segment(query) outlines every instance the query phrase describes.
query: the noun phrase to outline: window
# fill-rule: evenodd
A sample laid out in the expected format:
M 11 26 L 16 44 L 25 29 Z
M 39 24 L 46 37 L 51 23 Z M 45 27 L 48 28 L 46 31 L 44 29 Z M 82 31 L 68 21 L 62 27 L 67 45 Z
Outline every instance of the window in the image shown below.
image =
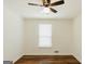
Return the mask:
M 52 24 L 39 24 L 39 47 L 52 47 Z

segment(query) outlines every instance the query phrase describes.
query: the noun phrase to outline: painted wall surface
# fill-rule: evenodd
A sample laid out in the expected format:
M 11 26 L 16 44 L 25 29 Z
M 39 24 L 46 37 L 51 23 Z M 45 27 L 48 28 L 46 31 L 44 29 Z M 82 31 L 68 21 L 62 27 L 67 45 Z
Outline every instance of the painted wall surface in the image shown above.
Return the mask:
M 4 5 L 3 60 L 15 62 L 23 55 L 23 21 Z
M 39 48 L 39 24 L 52 24 L 52 47 Z M 53 55 L 71 54 L 72 21 L 71 20 L 25 20 L 25 54 Z M 54 53 L 59 51 L 59 53 Z
M 82 16 L 81 14 L 73 21 L 73 54 L 82 62 Z

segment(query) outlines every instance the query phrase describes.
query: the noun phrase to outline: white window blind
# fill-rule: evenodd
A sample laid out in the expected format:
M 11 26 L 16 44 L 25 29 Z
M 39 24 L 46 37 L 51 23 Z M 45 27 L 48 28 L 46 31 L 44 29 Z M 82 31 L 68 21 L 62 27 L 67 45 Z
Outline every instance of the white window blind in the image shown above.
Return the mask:
M 39 47 L 52 47 L 52 24 L 39 24 Z

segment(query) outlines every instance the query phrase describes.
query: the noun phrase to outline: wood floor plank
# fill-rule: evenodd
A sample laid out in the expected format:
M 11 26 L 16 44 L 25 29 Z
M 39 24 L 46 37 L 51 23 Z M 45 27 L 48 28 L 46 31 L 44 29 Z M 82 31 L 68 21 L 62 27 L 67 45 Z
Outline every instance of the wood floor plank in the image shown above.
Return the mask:
M 81 64 L 73 55 L 24 55 L 15 64 Z

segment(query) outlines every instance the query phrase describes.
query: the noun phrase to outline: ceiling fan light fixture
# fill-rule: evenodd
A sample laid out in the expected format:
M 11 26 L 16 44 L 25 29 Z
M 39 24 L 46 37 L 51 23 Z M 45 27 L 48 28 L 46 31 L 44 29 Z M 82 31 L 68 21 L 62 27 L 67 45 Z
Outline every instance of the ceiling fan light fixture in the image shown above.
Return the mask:
M 49 13 L 51 10 L 49 10 L 49 8 L 44 8 L 44 9 L 43 9 L 43 12 L 44 12 L 44 13 Z

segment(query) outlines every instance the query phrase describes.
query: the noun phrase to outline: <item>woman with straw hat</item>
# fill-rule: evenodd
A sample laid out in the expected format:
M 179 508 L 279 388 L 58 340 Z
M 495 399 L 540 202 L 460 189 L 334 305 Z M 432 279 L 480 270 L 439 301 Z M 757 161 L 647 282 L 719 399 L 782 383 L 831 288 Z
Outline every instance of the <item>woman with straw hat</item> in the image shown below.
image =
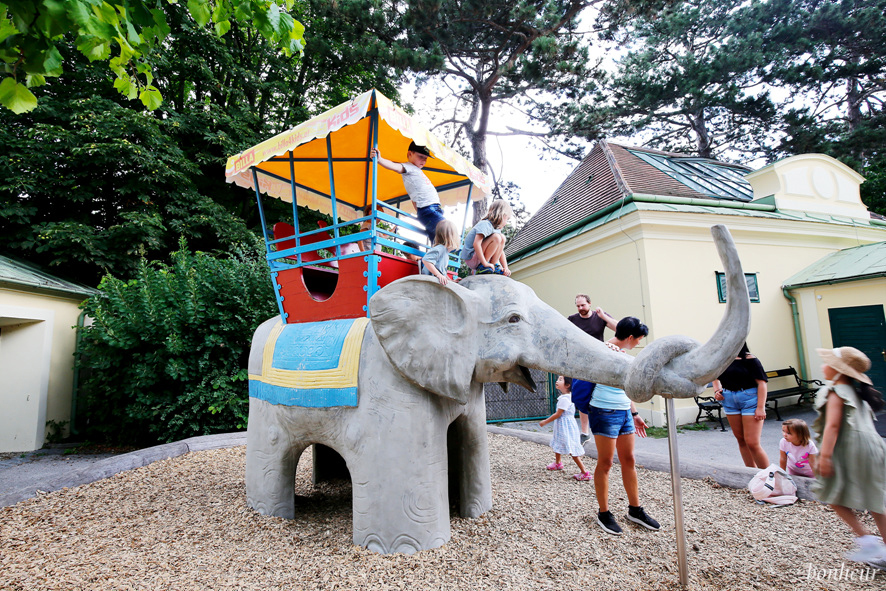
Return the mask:
M 813 429 L 821 452 L 813 491 L 857 536 L 846 558 L 886 569 L 886 443 L 874 428 L 883 399 L 864 373 L 871 361 L 854 347 L 818 354 L 827 383 L 815 395 Z M 870 535 L 854 509 L 870 511 L 879 537 Z

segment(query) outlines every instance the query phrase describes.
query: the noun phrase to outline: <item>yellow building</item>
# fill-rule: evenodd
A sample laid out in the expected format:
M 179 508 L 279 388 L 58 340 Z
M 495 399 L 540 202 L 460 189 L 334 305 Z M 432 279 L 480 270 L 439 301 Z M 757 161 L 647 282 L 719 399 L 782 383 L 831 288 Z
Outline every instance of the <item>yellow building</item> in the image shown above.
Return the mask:
M 0 256 L 0 452 L 40 449 L 68 424 L 80 303 L 96 293 Z
M 814 356 L 815 347 L 830 345 L 821 328 L 826 304 L 812 306 L 800 294 L 803 309 L 795 330 L 786 297 L 791 292 L 783 286 L 823 257 L 886 240 L 886 220 L 870 214 L 859 198 L 863 180 L 818 154 L 752 172 L 601 141 L 510 241 L 509 266 L 513 278 L 565 315 L 575 313 L 575 295 L 585 293 L 592 306 L 616 319 L 640 318 L 649 326 L 649 340 L 684 334 L 706 341 L 716 338 L 724 308 L 723 269 L 709 228 L 724 224 L 751 292 L 751 351 L 766 369 L 792 366 L 803 377 L 817 378 L 818 363 L 809 352 Z M 832 301 L 882 306 L 884 281 L 880 276 L 844 285 L 844 291 L 858 293 Z M 806 342 L 810 326 L 819 330 Z M 789 385 L 774 380 L 771 388 Z M 694 401 L 676 406 L 678 422 L 695 420 Z M 641 405 L 641 412 L 653 425 L 664 424 L 660 399 Z

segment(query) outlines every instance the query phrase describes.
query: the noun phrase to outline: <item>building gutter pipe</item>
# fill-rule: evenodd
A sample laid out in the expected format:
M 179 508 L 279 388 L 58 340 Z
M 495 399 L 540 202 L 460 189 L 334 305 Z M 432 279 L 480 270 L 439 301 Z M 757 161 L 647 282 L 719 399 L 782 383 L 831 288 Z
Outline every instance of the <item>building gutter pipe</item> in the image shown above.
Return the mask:
M 806 368 L 806 348 L 803 346 L 803 334 L 800 331 L 800 311 L 797 309 L 797 300 L 791 295 L 790 288 L 787 286 L 781 288 L 781 293 L 784 294 L 784 297 L 786 297 L 791 304 L 791 316 L 794 320 L 794 341 L 797 343 L 797 355 L 800 359 L 800 378 L 808 380 L 809 375 Z
M 80 389 L 80 345 L 83 343 L 83 328 L 86 325 L 86 310 L 80 312 L 77 317 L 76 336 L 74 337 L 74 380 L 71 383 L 71 422 L 69 430 L 71 435 L 77 435 L 77 394 Z

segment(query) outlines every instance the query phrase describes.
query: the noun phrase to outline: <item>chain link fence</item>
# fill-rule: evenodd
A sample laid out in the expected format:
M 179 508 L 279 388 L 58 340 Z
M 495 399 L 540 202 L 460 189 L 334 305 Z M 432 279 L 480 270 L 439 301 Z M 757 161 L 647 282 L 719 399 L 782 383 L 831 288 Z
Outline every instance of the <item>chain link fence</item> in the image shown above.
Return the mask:
M 553 395 L 554 376 L 538 369 L 530 369 L 529 373 L 536 384 L 535 392 L 516 384 L 508 384 L 507 392 L 495 383 L 484 385 L 487 423 L 528 421 L 551 416 L 556 401 Z

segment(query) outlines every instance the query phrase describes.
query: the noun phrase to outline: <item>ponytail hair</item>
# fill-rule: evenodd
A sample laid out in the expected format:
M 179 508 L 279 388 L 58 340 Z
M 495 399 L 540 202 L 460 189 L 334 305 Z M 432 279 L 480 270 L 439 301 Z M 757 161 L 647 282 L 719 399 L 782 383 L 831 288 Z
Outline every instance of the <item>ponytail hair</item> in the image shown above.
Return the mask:
M 859 382 L 855 378 L 849 378 L 849 381 L 852 382 L 852 386 L 855 388 L 855 393 L 858 394 L 858 397 L 867 402 L 872 411 L 879 412 L 883 409 L 883 395 L 879 390 L 869 384 Z

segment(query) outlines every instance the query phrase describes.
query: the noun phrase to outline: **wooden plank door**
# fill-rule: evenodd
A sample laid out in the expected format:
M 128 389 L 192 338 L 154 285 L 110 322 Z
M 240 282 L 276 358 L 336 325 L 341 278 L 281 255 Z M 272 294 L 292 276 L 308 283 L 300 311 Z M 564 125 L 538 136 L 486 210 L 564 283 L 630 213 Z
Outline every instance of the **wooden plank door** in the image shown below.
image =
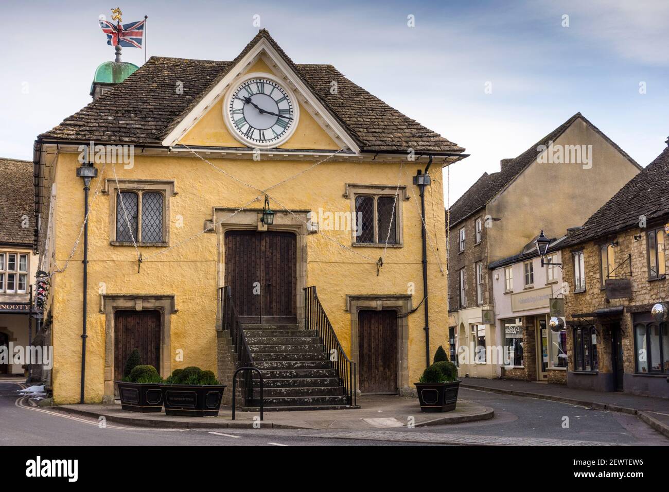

--------

EXERCISE GOAL »
Can you arrange everything from the start of the data down to and including the line that contains "M 52 24 L 39 24 L 39 47 L 52 47 Z" as a numbered list, with blank lines dropped and the pictures left out?

OUTPUT FOR THIS EXERCISE »
1. segment(query) outlines every instance the query phrase describes.
2. query: the noun phrase to outline: window
3. # fill-rule: evenodd
4. A sample laid out in the expected format:
5. M 11 26 L 16 44 L 25 29 Z
6. M 39 24 L 46 37 L 51 23 Z M 45 27 L 48 28 L 46 31 L 44 29 Z M 82 31 L 68 21 L 62 27 L 67 45 Z
7. Outline every instance of the window in the image shown below.
8. image =
9. Return the mask:
10. M 52 24 L 39 24 L 39 47 L 52 47 Z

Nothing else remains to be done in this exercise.